*Tasks*
A - According to the article about Lady Borton, in which Vietnamese province did she stay?
B - Continue the article about Lady Borton from its last sentence.

Lady Borton, the American female writer who devotes her life helping Vietnamese people

The nurse who helped rescue people, clear polluted soil

Lady Borton has been to all the three regions – northern, central and southern – in Vietnam in the war to help people. 

Lady Borton decided to come to Vietnam when the country was in war. In 1969, at the age of 27, she worked as a nurse for the US’s Quaker Service, a humanitarian organization which sent volunteers to Vietnam to help both sides, promote peace and justice, and overcome the consequences left by the war. She endeavored to carry patients to and from the hospital, and worked with teams cleaning up polluted land.

Recalling the years of her youth, she said she wanted to be present in Vietnam to do something to help Vietnamese people. 

In Vietnam, she stayed in Quang Ngai province where she saw Vietnamese who were poor and miserable because of the war. She met many patients who were farmers, and many were children who had lost their legs because of mines while they were tending buffalo.

Lady Borton also understood the painful losses of Americans who participated in the war. Some of them were forced to become soldiers, while others voluntarily joined the army and went to Vietnam. Many of them could not return from the war, others were injured, or became disabled, or were missing. She felt anguish at the losses.

*Information provided*
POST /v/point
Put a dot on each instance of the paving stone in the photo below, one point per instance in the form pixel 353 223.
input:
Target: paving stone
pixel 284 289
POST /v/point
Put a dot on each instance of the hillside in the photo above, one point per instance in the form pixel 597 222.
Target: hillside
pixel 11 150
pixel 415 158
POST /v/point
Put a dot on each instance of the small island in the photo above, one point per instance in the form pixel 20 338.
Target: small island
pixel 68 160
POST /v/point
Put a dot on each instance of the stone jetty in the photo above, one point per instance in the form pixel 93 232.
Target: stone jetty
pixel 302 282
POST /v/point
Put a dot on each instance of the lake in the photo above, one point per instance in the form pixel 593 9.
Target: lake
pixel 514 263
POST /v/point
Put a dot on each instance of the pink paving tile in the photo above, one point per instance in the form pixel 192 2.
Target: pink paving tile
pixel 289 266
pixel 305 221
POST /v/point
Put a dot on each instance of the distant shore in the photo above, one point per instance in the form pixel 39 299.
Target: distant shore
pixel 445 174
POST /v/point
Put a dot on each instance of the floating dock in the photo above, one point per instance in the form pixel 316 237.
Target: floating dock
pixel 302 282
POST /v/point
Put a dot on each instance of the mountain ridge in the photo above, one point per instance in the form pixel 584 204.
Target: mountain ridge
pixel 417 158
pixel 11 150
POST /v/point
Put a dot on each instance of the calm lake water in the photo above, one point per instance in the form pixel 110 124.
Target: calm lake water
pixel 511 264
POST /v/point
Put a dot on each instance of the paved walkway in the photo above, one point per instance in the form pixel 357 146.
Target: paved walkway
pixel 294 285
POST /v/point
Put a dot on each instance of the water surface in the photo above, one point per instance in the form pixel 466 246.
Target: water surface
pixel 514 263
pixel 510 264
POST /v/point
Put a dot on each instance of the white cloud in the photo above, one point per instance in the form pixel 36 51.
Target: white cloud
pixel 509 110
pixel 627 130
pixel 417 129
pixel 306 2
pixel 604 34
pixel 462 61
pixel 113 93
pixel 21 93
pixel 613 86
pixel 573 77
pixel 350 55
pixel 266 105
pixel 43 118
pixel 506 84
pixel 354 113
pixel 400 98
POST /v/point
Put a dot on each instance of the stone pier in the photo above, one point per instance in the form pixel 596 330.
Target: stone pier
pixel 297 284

*Solved tasks*
A - Quang Ngai province

B -
When the war ended, to re-establish relations, liaison officers are necessary. According to Lady Borton, there were two special persons – Dave Elder and John McAuliff. They traveled between Washington and New York at the time when there was only a Vietnamese representative at the United Nations.

In 1977, the US State Department did not allow Vietnamese government representatives to go out of the Manhattan area in New York City. They had to stay within the UN area. However, Americans in the peace movement sometimes got permission from the department to invite Vietnamese representatives to enter Philadelphia to attend weekend picnics and meet with Americans and Vietnamese in the US.

Later, when recalling these days, Lady Borton said the events were very important, and if there had been no event organizers like Dave Elder and John McAuliff, there would not have been memories to celebrate the two countries’ relations.

John McAuliff and the Reconciliation and Development Fund connected and enhanced exchanges between individuals and non-governmental organizations of the US and Vietnam. He made great efforts in people's diplomacy with Vietnam for more than half a century, and helped Vietnamese Agent Orange victims.

Since 1969, Lady Borton has been traveling between Vietnam and the US so many times that she has lost count of the number of trips. In the 1980s, she returned to Vietnam and stayed here for many months to write a book - "After Sorrow", which is similar to a diary about the time she spent in rural areas of Vietnam during the war, the book was helpful for understanding and normalizing Vietnam-US relations after the war.

Her work is close to the Vietnamese people in the countryside and is the voice of reconciliation and innovation. In the foreword to Lady Borton's book “After Sorrow,” famous writer and political activist Grace Paley wrote that Borton had vowed to love and understand the Vietnamese.

In 1990s, Lady Borton moved to Hanoi to work.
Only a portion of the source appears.